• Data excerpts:

Start of Block

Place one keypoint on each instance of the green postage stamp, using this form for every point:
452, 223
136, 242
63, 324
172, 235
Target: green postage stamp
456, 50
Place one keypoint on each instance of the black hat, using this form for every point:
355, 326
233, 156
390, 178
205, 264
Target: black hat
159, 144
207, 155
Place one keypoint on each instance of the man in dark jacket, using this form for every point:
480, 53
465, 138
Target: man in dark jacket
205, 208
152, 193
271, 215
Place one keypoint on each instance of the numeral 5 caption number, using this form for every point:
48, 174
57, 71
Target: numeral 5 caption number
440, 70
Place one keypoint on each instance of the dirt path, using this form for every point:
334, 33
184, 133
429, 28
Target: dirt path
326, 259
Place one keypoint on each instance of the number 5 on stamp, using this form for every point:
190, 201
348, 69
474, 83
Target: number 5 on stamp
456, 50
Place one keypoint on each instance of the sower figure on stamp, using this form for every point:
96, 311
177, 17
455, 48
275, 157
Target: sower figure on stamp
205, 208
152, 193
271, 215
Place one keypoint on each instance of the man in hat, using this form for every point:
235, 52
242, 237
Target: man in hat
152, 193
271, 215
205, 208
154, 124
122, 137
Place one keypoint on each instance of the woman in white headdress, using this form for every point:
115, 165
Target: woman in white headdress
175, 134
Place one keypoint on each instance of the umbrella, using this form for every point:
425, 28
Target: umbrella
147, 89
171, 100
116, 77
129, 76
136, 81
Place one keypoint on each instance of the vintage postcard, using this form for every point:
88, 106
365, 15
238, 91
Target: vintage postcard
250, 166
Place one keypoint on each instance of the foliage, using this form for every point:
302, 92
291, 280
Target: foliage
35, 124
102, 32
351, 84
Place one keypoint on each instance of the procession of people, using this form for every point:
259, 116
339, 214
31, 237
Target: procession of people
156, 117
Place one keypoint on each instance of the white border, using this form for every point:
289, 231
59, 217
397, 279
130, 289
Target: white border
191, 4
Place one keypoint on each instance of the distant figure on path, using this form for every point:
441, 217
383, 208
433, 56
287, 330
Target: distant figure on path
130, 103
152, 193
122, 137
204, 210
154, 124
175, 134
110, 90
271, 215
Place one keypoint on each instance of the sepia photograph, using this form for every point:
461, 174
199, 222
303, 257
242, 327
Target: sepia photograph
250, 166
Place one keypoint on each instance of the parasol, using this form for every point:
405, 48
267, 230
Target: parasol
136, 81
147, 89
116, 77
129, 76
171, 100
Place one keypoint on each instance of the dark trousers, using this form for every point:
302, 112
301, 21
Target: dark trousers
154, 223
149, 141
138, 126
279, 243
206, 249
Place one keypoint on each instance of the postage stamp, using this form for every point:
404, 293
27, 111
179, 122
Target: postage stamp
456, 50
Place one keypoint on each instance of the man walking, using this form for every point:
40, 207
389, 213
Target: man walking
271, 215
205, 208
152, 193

End of Block

• What you will do: Recopy all of the records verbatim.

• Your response:
Place one keypoint on each instance of the green postage stamp, using this form for every point:
452, 223
136, 242
63, 324
172, 235
Target: green postage stamp
456, 50
Place one keypoint on each instance of the black hat, using this form for every point:
355, 326
233, 156
390, 178
205, 264
Target: black hat
159, 144
207, 155
Place one keypoint on each instance of the man in dark jacket, using this form for every point:
480, 53
465, 138
Target: man in dark jacket
205, 208
152, 193
271, 215
Place one keypoint on each instance of the numeral 5 caption number, using this form for every point:
48, 174
57, 71
Target: numeral 5 caption number
440, 70
Place one keypoint on each instance of the dirt path, using this form for every point:
334, 33
184, 133
429, 28
Target: dirt path
326, 259
Place one keypoint on each instance of the number 5 on stamp, using this form for every point:
190, 201
348, 69
474, 83
Target: number 5 on stamp
456, 50
Place one keypoint on each instance of the sower figure on stamp, using this form for every point:
96, 311
177, 17
455, 48
275, 157
Target: sower figure on stamp
205, 208
152, 193
271, 215
Place one keypoint on each instance of the man in hat, using this form for every point:
235, 52
242, 237
Target: man in hat
152, 193
271, 215
205, 208
154, 124
122, 137
Place one keypoint on each instance of the woman in white headdress, using this form for every point:
115, 165
Target: woman in white headdress
175, 134
Place one keypoint on each instance of the umbrella, using this form for every point:
425, 28
Target: umbrella
147, 89
171, 100
116, 77
129, 76
136, 81
Place one keypoint on each instance of the vintage postcard, using this form for every point:
88, 106
365, 15
238, 91
Target: vintage postcard
250, 166
Place one keypoint on each instance of the foliage, using this form for every point:
302, 92
291, 280
Target: foliage
35, 124
102, 32
351, 84
Place one keypoint on each instance of the procession of people, using this form for every point:
259, 116
339, 214
31, 237
Target: procession of people
156, 117
Place one keypoint on each instance of the white border, using this form for every point:
289, 231
59, 217
397, 279
130, 289
Target: white border
191, 4
Place one keypoint on each instance of the distant figure on path, using this form for every point:
441, 217
383, 208
433, 56
287, 330
Target: distant figure on path
130, 103
152, 193
122, 137
204, 210
154, 124
175, 134
110, 90
271, 215
Place one keypoint on each instance of the sepia photograph, using this form for every point:
461, 174
199, 222
303, 257
242, 327
Target: sepia photograph
250, 166
Place one keypoint on each instance of the parasol, using this form for every point:
405, 48
267, 230
Target: parasol
136, 81
147, 89
116, 77
129, 76
171, 100
Place one keypoint on each instance of the dark trousers, using this form for every point:
302, 112
301, 21
Target: dark trousers
154, 223
149, 141
138, 126
279, 243
206, 249
Place one keypoint on each instance of the postage stamp, using this form for every point:
404, 293
27, 111
179, 122
Target: postage stamp
456, 50
Place one keypoint on each instance of the man walking, using this form for every point:
40, 207
389, 213
Target: man walking
271, 215
205, 208
152, 193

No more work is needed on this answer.